Records from a data source
╔══
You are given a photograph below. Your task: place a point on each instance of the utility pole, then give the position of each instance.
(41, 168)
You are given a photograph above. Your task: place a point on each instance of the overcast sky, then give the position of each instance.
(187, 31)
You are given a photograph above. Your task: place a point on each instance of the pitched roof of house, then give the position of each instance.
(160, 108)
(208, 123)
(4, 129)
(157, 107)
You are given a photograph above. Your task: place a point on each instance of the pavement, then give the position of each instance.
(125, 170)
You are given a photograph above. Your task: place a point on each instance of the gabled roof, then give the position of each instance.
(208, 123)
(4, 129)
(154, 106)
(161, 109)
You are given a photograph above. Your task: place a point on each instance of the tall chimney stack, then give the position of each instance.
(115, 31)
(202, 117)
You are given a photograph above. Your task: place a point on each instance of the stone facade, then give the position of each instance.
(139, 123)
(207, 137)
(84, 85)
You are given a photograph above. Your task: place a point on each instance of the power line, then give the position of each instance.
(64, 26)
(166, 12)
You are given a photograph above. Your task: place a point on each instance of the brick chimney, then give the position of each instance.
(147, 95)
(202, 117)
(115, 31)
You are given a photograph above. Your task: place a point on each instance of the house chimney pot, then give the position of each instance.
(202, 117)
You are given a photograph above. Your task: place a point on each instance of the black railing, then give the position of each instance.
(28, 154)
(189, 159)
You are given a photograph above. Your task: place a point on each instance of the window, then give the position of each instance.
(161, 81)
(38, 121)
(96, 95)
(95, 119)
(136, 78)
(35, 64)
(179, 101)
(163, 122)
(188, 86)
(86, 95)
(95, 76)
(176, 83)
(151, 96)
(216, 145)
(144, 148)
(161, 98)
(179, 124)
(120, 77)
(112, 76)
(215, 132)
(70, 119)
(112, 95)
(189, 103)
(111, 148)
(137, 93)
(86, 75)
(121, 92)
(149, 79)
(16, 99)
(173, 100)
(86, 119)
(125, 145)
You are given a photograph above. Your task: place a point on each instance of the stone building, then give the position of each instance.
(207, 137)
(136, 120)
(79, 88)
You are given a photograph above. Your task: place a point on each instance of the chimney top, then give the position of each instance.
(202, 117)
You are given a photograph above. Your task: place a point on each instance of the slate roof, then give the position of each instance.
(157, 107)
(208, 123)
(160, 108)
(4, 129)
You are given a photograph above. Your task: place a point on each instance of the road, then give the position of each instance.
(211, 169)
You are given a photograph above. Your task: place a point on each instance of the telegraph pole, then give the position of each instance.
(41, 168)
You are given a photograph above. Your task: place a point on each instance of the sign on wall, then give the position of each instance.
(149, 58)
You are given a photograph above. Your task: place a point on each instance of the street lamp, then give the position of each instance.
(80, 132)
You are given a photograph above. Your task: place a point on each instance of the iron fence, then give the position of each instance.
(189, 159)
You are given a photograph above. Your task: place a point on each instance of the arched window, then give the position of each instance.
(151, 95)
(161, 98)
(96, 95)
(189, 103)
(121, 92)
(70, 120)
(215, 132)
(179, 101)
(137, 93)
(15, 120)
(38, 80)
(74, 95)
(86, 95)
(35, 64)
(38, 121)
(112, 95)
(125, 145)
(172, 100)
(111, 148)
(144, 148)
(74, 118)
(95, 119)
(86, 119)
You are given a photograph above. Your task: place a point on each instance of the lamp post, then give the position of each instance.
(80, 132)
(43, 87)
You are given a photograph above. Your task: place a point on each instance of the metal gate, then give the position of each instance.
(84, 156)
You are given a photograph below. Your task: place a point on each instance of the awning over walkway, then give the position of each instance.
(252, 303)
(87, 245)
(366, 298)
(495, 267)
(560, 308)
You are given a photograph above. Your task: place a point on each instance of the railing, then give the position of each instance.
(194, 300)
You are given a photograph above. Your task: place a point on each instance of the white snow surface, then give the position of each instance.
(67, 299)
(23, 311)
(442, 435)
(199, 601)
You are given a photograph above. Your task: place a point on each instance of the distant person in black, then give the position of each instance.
╚══
Please give an exact copy of every entry.

You are given a photograph below. Your task: place a point on each instance of the utility pole, then give the position of each instance.
(41, 168)
You are given a photograph above. Your task: place a point on each instance of the overcast sky, then give the position of each instance.
(187, 31)
You are given a photograph above. Your task: place a point on each instance of the pitched roof of house, then give the position of each instance.
(160, 108)
(208, 123)
(4, 129)
(157, 107)
You are given a photograph above. Your task: place a point on each instance of the pavement, then give the position of each instance.
(125, 170)
You are given a photograph above. Your task: place a point on each instance of the gabled roof, then give the position of each instance.
(208, 123)
(4, 129)
(154, 106)
(161, 109)
You are given a photograph above. Your task: place a point on each instance of the tall chimney stack, then give the position of each instance.
(115, 31)
(202, 117)
You are given a photograph above. Your task: place a point on each instance of the stone facade, then give the position of each instance.
(139, 123)
(207, 137)
(84, 85)
You are given a photograph above. Your task: place a point on each instance of the power line, then give the position of each instance.
(64, 26)
(166, 12)
You are given a photograph above. Your task: place a point on each instance of the brick chimney, then give the position of each instance.
(147, 95)
(202, 117)
(115, 31)
You are given a photograph above. Your task: place a point on each instance of the house chimney pot, then give the position of each instance.
(202, 117)
You are given a photograph above. Your task: place a point on each instance of the black railing, then give the position of each instance.
(28, 154)
(189, 159)
You are given a photograph above. Your task: place a point on each instance of the window, then give the position of each instance.
(161, 81)
(38, 121)
(96, 95)
(95, 119)
(136, 78)
(35, 64)
(179, 101)
(163, 122)
(188, 86)
(86, 95)
(95, 76)
(176, 83)
(151, 96)
(216, 145)
(144, 148)
(161, 98)
(179, 124)
(120, 77)
(112, 76)
(215, 132)
(70, 119)
(112, 95)
(189, 103)
(111, 148)
(137, 93)
(86, 75)
(121, 92)
(149, 79)
(16, 99)
(173, 100)
(86, 119)
(125, 145)
You are given a photograph above. Your task: place a point on each instance of the stone building, then give the position of each instance.
(207, 137)
(136, 120)
(79, 88)
You are given a photograph above. Your task: place a point on each instance of the chimney top, then give the position of each instance.
(202, 117)
You are given a photograph above. Your task: place a point on each instance of the slate roof, then give the position of each instance.
(157, 107)
(208, 123)
(160, 108)
(4, 129)
You are given a photograph above. Your task: place a point on each instance of the road, then give the position of each instance.
(211, 169)
You are given a photograph above. Your task: place a point on each instance of the telegraph pole, then give the position of each instance.
(41, 168)
You are given a photograph above. Your task: place a point on each instance of the sign on wall, then give the position of each instance.
(149, 58)
You are given a photograph above. Your task: place a point on each instance of the street lamp, then give the position of each instance.
(80, 132)
You are given a photograph above. Your task: place a point on each instance of the iron fence, then give the position of each instance.
(189, 159)
You are given a photograph above. Your task: place a point on each instance of the arched window, then give the position of each instance.
(151, 95)
(161, 98)
(96, 95)
(189, 103)
(121, 92)
(70, 120)
(215, 132)
(179, 101)
(137, 93)
(15, 120)
(38, 80)
(74, 95)
(86, 95)
(35, 64)
(38, 121)
(112, 95)
(125, 145)
(172, 100)
(111, 148)
(144, 148)
(74, 118)
(95, 119)
(86, 119)
You are given a photograph above. Your task: place a point on each instance of the lamp post, then give the position of each instance.
(80, 132)
(43, 87)
You are given a photograph above. Your task: place a point on each instance of the metal gate, then give the position of each instance.
(84, 156)
You are given a photograph below. Your task: place a point on each instance of the awning over walkway, then give the position of each instance.
(252, 303)
(87, 245)
(366, 298)
(495, 267)
(560, 308)
You are given a photograph above. Your task: place a point on each instance of the railing, then give the position of each instance.
(194, 300)
You are given a photograph above. Your task: place a point on each instance of the white snow surface, then give the position of each instance.
(67, 299)
(23, 311)
(442, 435)
(199, 601)
You are given a photograph above. Your task: place a point on each instance of the distant person in black, then give the position of each instance.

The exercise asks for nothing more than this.